Beaucoup de commentateurs sont perplexes. Qui est le gagnant
des négociations qui viennent de s’achever entre LR (Les républicains) et l’UDI
et qui ont acté la mise en place de listes communes aux régionales?
Certains croient savoir que c’est un accord gagnant-gagnant
qui a été signé entre les présidents respectifs des deux partis, Nicolas
Sarkozy et Jean-Christophe Lagarde.
D’autres, en revanche, estiment que l’UDI a obtenu bien plus
qu’elle n’aurait du avoir en regard de sa puissance électorale qui est encore
très faible.
Mais, d’autres encore, pensent que l’UDI s’est faite rouler
dans la farine car elle a du, pour obtenir «beaucoup», lâcher encore plus.
Ils ajoutent que c’est le Centre dans son ensemble qui est
une nouvelle fois le grand perdant.
En effet, dans une élection au scrutin proportionnel et dont
les résultats quels qu’ils soient ne présentaient aucun danger pour la
démocratie, les centristes avaient la possibilité, au premier tour, de se
présenter unis afin de montrer leur originalité, leur indépendance et leur capacité
politiques (d’autant que les deux partis étaient crédités, dans les sondages,
d’environ 12% des intentions de vote).

---------------

▶ _CONSIGNE 1_
Traduisez en anglais la phrase suivante, tirée du texte sur l'accord entre LR et l'UDI : « Ils ajoutent que c’est le Centre dans son ensemble qui est une nouvelle fois le grand perdant. »
▶ _CONSIGNE 2_
Répondez brièvement aux questions suivantes sur le texte sur l'accord entre LR et l'UDI :
(a) Qui sont les présidents respectifs des deux partis signataires de l'accord ?
(b) Quelle mise en place les négociations ont-elles actée pour les régionales ?
(c) Selon les sondages, de quelle part des intentions de vote les deux partis étaient-ils crédités ?
▶ _CONSIGNE 3_
Rédigez la suite du texte sur l'accord entre LR et l'UDI, en partant de sa dernière phrase.

---------------

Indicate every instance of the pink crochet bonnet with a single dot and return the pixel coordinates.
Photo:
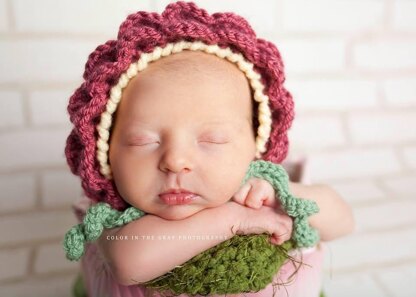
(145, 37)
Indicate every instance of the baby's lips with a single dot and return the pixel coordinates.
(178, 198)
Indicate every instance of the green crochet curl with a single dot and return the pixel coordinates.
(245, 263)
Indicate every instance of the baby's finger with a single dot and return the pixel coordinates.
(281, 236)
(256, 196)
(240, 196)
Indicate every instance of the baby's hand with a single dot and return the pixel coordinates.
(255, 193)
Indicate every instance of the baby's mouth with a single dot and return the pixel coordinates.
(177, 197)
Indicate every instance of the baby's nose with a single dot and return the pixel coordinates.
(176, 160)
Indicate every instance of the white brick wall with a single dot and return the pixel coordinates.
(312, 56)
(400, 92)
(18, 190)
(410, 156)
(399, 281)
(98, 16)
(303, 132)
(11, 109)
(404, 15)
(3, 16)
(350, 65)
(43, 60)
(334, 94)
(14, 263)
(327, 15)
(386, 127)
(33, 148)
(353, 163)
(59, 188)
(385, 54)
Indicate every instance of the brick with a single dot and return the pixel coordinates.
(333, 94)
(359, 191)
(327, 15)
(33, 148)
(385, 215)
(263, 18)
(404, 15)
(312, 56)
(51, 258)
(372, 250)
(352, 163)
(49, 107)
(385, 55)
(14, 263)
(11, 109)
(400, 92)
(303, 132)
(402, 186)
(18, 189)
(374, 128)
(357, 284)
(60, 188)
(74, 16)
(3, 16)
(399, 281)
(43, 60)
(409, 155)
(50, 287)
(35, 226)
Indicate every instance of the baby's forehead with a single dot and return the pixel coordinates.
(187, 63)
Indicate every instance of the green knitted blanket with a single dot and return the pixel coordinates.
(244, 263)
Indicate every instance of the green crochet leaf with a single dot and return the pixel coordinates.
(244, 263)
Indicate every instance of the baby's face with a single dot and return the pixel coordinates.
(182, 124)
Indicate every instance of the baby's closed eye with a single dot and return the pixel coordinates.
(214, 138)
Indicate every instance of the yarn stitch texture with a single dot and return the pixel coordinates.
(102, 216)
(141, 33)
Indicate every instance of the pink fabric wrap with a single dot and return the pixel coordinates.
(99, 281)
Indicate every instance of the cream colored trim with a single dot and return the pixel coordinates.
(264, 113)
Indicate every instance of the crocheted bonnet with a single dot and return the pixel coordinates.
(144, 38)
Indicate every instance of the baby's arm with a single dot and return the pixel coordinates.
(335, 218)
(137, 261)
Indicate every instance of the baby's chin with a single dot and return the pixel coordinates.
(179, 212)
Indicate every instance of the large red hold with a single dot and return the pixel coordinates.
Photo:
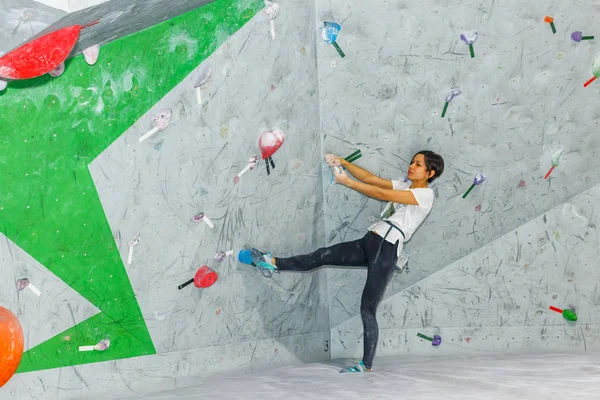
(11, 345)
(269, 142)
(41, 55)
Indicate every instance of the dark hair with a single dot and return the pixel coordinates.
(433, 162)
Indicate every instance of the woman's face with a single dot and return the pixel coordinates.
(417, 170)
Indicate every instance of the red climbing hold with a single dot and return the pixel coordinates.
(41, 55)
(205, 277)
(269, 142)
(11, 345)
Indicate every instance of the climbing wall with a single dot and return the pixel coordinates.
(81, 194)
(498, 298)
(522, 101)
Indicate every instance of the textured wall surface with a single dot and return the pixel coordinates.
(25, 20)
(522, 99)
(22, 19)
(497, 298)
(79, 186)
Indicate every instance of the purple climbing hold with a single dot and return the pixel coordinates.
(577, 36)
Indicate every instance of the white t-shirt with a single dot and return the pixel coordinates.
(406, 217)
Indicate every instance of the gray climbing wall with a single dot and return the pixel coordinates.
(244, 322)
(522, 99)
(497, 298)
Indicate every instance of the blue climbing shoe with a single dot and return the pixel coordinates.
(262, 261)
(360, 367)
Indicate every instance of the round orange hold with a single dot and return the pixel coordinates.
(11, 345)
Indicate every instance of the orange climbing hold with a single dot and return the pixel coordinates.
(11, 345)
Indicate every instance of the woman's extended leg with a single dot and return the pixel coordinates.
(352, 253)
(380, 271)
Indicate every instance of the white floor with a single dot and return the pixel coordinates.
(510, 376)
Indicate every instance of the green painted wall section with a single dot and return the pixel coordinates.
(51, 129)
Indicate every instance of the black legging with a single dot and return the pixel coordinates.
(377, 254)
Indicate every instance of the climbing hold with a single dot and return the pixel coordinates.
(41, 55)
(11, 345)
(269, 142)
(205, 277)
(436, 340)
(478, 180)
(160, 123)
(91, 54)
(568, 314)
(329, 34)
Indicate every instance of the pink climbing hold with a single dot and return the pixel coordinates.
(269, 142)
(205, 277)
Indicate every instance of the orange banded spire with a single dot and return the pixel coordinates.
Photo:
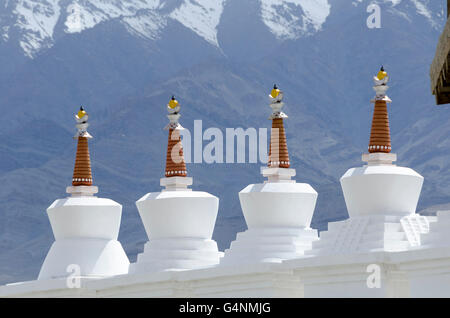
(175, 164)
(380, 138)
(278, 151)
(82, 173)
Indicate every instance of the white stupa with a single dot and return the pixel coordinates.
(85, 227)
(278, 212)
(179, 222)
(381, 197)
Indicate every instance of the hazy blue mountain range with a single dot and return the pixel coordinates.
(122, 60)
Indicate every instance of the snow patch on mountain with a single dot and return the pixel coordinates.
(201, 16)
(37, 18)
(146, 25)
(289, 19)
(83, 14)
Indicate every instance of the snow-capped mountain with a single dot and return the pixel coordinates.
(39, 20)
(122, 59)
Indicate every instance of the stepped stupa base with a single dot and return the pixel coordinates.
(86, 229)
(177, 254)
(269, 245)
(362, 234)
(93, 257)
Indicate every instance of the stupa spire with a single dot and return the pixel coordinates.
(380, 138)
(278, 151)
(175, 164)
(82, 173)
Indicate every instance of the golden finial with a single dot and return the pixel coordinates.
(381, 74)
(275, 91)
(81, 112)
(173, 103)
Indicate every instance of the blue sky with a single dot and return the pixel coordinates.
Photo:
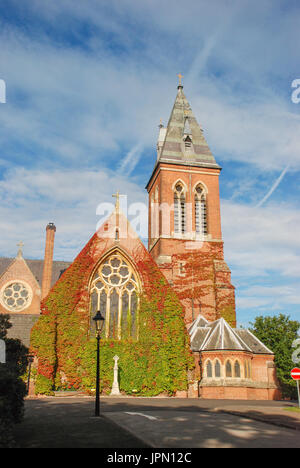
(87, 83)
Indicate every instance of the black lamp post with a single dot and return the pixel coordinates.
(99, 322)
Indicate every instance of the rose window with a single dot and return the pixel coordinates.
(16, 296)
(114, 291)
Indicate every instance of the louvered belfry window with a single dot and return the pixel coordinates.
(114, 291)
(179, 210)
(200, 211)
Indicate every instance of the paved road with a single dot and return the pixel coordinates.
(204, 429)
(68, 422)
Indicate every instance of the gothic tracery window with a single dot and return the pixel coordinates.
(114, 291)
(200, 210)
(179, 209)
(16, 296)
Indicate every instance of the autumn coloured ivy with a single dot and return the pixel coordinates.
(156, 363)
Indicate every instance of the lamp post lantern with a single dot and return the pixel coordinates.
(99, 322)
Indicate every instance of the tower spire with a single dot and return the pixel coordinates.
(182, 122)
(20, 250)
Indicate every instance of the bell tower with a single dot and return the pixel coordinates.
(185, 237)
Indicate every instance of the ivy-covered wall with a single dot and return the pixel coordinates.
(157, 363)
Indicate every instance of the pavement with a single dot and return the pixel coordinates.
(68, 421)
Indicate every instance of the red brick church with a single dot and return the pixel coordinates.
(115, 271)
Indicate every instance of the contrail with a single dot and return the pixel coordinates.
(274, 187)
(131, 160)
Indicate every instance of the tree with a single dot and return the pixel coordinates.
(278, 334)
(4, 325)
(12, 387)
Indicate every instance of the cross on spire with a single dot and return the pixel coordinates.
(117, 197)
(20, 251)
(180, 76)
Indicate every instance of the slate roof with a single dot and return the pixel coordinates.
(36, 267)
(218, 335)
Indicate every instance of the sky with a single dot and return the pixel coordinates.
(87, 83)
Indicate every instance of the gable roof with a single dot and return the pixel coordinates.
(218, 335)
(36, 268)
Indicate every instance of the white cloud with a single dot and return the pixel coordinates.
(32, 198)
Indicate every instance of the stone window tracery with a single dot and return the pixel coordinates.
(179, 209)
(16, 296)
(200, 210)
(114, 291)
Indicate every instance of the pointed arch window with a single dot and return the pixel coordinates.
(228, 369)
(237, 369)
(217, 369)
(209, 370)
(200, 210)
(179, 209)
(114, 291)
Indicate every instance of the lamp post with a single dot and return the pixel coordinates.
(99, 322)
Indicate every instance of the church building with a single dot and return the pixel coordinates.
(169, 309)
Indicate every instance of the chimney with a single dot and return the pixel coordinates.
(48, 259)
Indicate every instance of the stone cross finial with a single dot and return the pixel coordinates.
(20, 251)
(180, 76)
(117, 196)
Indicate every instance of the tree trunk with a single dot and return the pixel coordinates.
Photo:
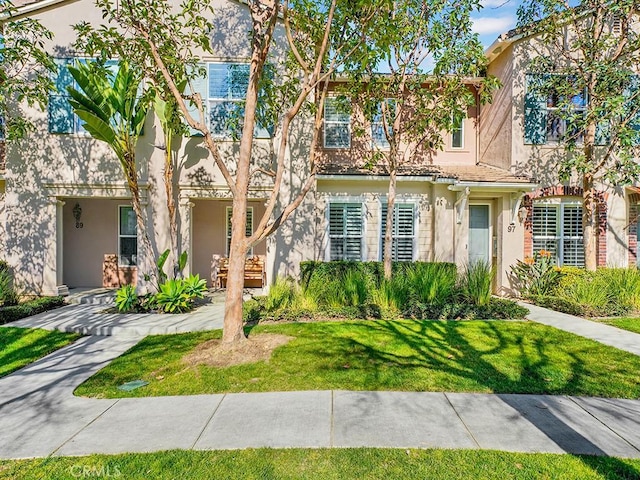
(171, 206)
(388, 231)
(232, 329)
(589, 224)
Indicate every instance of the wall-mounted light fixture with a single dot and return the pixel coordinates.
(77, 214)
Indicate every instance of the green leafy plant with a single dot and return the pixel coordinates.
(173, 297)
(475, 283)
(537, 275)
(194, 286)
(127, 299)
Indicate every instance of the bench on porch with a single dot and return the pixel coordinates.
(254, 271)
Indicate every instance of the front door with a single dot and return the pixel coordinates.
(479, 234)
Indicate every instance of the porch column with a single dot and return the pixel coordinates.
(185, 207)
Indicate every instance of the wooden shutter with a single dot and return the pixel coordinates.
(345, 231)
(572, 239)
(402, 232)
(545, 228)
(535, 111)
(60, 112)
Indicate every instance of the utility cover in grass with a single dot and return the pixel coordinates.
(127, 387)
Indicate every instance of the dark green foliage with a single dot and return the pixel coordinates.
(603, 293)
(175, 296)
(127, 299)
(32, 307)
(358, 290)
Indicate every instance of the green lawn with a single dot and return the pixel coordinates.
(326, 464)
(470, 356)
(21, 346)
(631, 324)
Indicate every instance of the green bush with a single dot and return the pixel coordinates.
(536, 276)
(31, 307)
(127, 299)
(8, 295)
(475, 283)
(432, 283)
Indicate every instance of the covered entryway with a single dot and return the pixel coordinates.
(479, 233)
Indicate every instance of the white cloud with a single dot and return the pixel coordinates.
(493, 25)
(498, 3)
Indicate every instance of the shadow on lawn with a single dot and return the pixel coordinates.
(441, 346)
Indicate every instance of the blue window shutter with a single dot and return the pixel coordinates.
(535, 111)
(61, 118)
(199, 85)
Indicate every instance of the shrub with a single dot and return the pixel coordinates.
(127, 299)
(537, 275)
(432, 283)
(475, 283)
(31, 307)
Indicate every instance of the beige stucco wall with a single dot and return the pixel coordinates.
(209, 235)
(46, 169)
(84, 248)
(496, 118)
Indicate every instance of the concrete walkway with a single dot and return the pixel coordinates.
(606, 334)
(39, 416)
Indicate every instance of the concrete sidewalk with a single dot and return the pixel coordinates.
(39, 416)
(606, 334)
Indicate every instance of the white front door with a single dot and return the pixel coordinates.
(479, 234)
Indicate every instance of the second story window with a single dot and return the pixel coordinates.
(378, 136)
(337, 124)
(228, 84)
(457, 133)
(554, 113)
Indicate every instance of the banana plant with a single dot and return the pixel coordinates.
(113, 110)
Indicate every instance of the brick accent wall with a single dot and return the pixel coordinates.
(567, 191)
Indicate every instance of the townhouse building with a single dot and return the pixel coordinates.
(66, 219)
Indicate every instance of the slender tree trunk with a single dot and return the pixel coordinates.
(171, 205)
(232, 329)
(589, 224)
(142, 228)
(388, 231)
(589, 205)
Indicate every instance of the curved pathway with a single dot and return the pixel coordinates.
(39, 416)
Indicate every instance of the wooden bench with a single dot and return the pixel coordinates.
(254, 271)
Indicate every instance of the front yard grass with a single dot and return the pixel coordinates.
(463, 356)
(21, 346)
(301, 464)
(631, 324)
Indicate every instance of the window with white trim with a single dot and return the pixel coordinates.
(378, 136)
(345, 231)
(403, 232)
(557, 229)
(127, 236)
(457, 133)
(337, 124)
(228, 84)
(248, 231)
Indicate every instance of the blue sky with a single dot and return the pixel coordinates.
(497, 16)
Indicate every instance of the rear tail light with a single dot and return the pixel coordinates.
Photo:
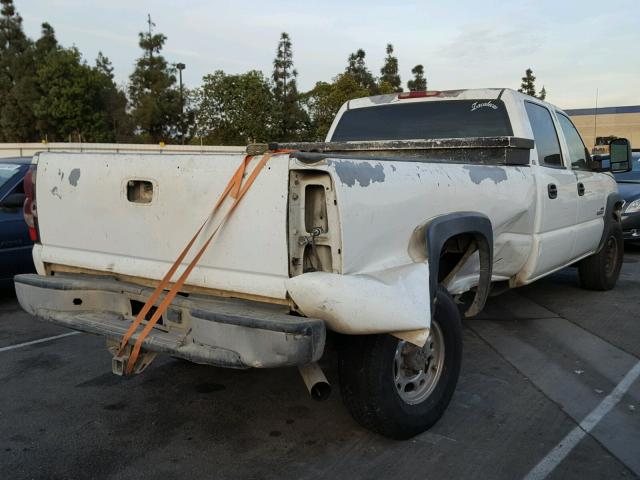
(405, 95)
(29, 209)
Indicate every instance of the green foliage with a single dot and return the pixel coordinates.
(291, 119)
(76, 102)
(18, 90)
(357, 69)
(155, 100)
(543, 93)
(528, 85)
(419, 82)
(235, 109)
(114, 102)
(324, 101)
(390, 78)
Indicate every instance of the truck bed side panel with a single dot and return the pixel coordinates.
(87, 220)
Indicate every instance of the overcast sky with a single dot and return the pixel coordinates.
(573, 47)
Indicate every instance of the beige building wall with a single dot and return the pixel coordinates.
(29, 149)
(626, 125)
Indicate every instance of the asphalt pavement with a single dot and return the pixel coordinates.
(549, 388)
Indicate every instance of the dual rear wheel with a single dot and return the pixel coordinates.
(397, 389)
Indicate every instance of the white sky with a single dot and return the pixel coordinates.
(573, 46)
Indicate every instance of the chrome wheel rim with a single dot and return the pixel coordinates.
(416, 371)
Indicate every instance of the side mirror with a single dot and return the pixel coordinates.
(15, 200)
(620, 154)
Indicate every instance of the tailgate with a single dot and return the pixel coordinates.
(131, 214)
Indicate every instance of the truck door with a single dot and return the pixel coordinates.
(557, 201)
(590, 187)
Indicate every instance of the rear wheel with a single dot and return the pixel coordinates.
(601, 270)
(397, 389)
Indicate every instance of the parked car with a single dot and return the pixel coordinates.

---------------

▶ _RÉPONSE 1_
They add that it is the Center as a whole that is once again the big loser.

▶ _RÉPONSE 2_
(a) Nicolas Sarkozy et Jean-Christophe Lagarde.
(b) La mise en place de listes communes.
(c) D’environ 12 %.

▶ _RÉPONSE 3_
C’est donc un nouveau rendez-vous manqué pour un Centre
indépendant, ce qui est le plus grave pour nombre de militants de l’UDI dont
certains viennent de lancer une pétition contre cet accord (voir la pétition ici).
1) Cet Accord pointe
une nouvelle fois la désunion des centristes que ce soit entre MoDem et UDI ou
à l’intérieur même de l’UDI
Dès les grandes lignes de l’accord connu, François Bayrou ne
s’est pas privé sur la chaîne Public Sénat de critiquer ses «alliés» de l’UDI
pour leur inféodation à LR qui s’est encore manifestée, selon lui, par une
union où le Centre est à nouveau l’obligé de la Droite.
Et de rappeler que, dans son optique, le Centre doit être
«indépendant», en s’attribuant, comme s’est devenu une habitude, le rôle de
seul vrai défenseur de cette indépendance.
Il a évidemment «oublié» que dans nombre de régions, son
parti, le Mouvement démocrate fera alliance avec l’UDI et LR sur des listes
communes.
Sans oublier son alliance avec l’UMP lors des municipales
pour être élu maire de Pau.
Pire, Marielle de Sarnez, la fidèle adjointe de Bayrou, avait
refusé de faire liste commune en Ile-de-France avec Chantal Jouanno (UDI),
torpillant pratiquement cette dernière qui va renter dans le rang et faire
liste commune avec Valérie Pécresse (LR) et, sans doute, de Sarnez…
Quant à l’UDI, elle a montré son extrême friabilité et sa
désunion quasi-constitutive puisqu’au moment où Lagarde négociait avec Sarkozy,
Hervé Morin, Philippe Vigier et François Sauvadet, tous dirigeants de la
formation centriste, sont allés discuter directement avec le président de LR,
sans oublier les nombreuses déclarations de ce trio et d’autres responsables de
l’UDI critiquant le positionnement de leur président.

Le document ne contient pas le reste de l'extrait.